* **WHAT IS NEEDED**
Reproduce without changes the stretch of the listing below from the line containing "Target: horse's mane" through the line containing "[[[1,4],[2,37],[256,37],[252,0],[9,0]]]", including both of those lines. Output those lines and nothing else.

* **DATA PROVIDED**
══════════════════════════════

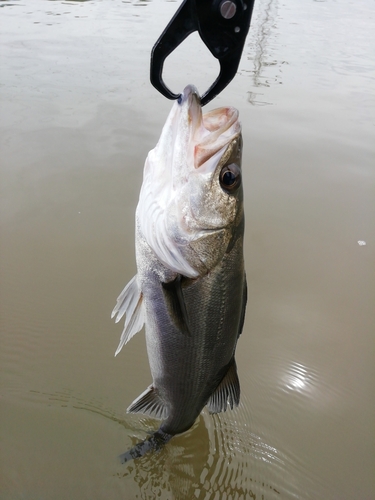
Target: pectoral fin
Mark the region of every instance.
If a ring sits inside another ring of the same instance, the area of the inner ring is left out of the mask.
[[[168,416],[168,408],[152,385],[142,392],[126,411],[128,413],[144,413],[160,419],[166,419]]]
[[[188,313],[181,286],[182,279],[179,274],[173,281],[162,283],[162,286],[164,299],[172,321],[181,333],[190,337]]]
[[[233,410],[240,402],[240,381],[237,375],[236,361],[233,358],[224,378],[207,401],[210,413],[220,413],[227,410],[227,405]]]
[[[126,285],[120,293],[117,304],[112,311],[111,318],[116,316],[116,323],[126,314],[124,330],[115,356],[121,351],[124,344],[142,329],[144,320],[143,295],[138,286],[137,275]]]

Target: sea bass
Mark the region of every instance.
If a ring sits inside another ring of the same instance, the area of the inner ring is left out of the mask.
[[[239,404],[234,358],[246,307],[242,138],[238,111],[202,114],[184,89],[149,152],[136,209],[137,274],[112,317],[126,314],[116,355],[146,328],[152,384],[130,413],[161,419],[125,462],[188,430],[209,412]]]

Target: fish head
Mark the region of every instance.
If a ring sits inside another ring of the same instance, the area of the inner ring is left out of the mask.
[[[243,222],[238,111],[203,114],[189,85],[148,154],[137,207],[141,232],[170,270],[195,278],[224,256]]]

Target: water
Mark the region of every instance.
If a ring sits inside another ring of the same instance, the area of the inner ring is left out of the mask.
[[[178,4],[1,1],[1,499],[375,498],[373,3],[258,0],[239,74],[249,305],[242,402],[158,454],[144,336],[114,358],[134,210],[171,103]],[[175,92],[218,64],[197,36]]]

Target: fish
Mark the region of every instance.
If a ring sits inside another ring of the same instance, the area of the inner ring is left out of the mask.
[[[238,110],[202,113],[188,85],[147,156],[135,214],[137,274],[112,312],[125,315],[117,355],[145,325],[150,386],[128,407],[160,419],[122,462],[164,446],[240,401],[235,361],[247,301]]]

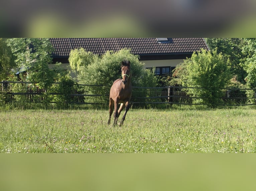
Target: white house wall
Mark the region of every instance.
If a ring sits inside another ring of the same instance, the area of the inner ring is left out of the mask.
[[[140,61],[142,63],[144,63],[144,68],[150,68],[153,67],[175,67],[177,65],[180,63],[183,62],[183,59],[176,60],[145,60]],[[49,64],[49,68],[50,69],[52,69],[56,65],[54,64]],[[60,65],[61,68],[63,70],[70,71],[70,67],[69,63],[62,63]],[[72,72],[71,74],[71,77],[76,77],[76,74]]]
[[[145,63],[144,67],[146,68],[153,67],[162,67],[170,66],[175,67],[178,64],[183,62],[183,59],[163,60],[157,60],[141,61],[140,62]]]

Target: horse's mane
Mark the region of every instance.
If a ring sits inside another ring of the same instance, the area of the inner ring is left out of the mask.
[[[122,62],[121,68],[123,68],[124,66],[130,66],[130,61],[129,60],[124,60]]]

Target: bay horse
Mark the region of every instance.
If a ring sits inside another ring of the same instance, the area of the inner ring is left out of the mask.
[[[108,124],[110,123],[111,116],[114,113],[114,125],[116,125],[117,119],[120,113],[125,106],[125,112],[122,118],[120,125],[123,124],[125,119],[125,116],[130,107],[130,101],[132,96],[131,78],[130,61],[124,60],[122,62],[122,79],[118,79],[113,83],[110,89],[109,95],[109,118]],[[121,103],[118,111],[118,104]]]

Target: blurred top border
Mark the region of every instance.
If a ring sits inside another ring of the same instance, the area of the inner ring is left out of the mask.
[[[1,4],[2,37],[256,37],[252,0],[9,0]]]

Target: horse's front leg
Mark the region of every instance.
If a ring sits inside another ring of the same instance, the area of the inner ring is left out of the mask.
[[[117,119],[118,118],[118,112],[117,110],[117,109],[118,106],[118,103],[119,101],[115,101],[115,111],[114,113],[114,125],[116,125],[117,123]]]
[[[111,116],[113,113],[114,109],[114,101],[111,98],[109,99],[109,117],[108,118],[108,124],[109,125],[110,123],[110,120],[111,120]]]
[[[130,107],[130,104],[129,101],[126,101],[126,102],[125,103],[125,111],[124,112],[124,116],[123,116],[123,117],[122,118],[120,125],[122,125],[123,124],[124,121],[124,120],[125,119],[125,116],[126,116],[126,113],[127,113],[128,110],[129,110]]]

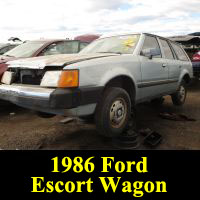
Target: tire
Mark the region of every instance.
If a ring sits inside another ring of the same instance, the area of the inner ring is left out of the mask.
[[[36,112],[36,114],[41,118],[52,118],[56,116],[55,114],[44,113],[44,112]]]
[[[182,80],[178,90],[171,95],[173,104],[176,106],[183,105],[185,103],[186,96],[187,96],[186,83],[184,80]]]
[[[95,111],[98,132],[106,137],[117,137],[128,127],[130,116],[129,94],[122,88],[106,89]]]

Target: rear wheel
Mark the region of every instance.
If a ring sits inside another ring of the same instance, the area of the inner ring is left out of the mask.
[[[130,115],[129,94],[122,88],[108,88],[95,111],[97,130],[101,135],[117,137],[127,128]]]
[[[171,95],[173,104],[176,106],[183,105],[185,103],[186,96],[187,96],[186,83],[184,80],[182,80],[176,93]]]

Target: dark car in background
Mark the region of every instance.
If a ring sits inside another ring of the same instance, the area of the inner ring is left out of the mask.
[[[11,49],[15,48],[19,44],[8,44],[8,43],[0,43],[0,55],[3,55],[7,51],[10,51]]]
[[[0,76],[7,70],[7,62],[36,56],[78,53],[87,42],[80,40],[35,40],[27,41],[0,56]]]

══════════════════════════════

* **RESPONSE BELOW**
Target: horse's mane
Mark the region of every instance.
If a ring sits inside another ring of the same instance, the area of the inner ring is left out of the mask.
[[[122,62],[121,68],[123,68],[124,66],[130,66],[130,61],[129,60],[124,60]]]

Target: bay horse
Mark the region of every instance.
If a ring sits inside another ring of the same instance, the area of the inner ring is left out of the mask.
[[[108,124],[110,123],[111,116],[114,113],[114,125],[116,125],[117,119],[120,113],[125,106],[125,112],[122,118],[120,125],[123,124],[125,119],[125,116],[130,107],[130,101],[132,96],[131,78],[130,61],[124,60],[122,62],[122,79],[118,79],[113,83],[110,89],[109,95],[109,118]],[[121,103],[118,111],[118,104]]]

Target: blurred top border
Mark the region of every instance.
If a ring sits inside another ring of the same instance, the area of the inner ring is left out of the mask.
[[[1,4],[2,37],[256,37],[252,0],[9,0]]]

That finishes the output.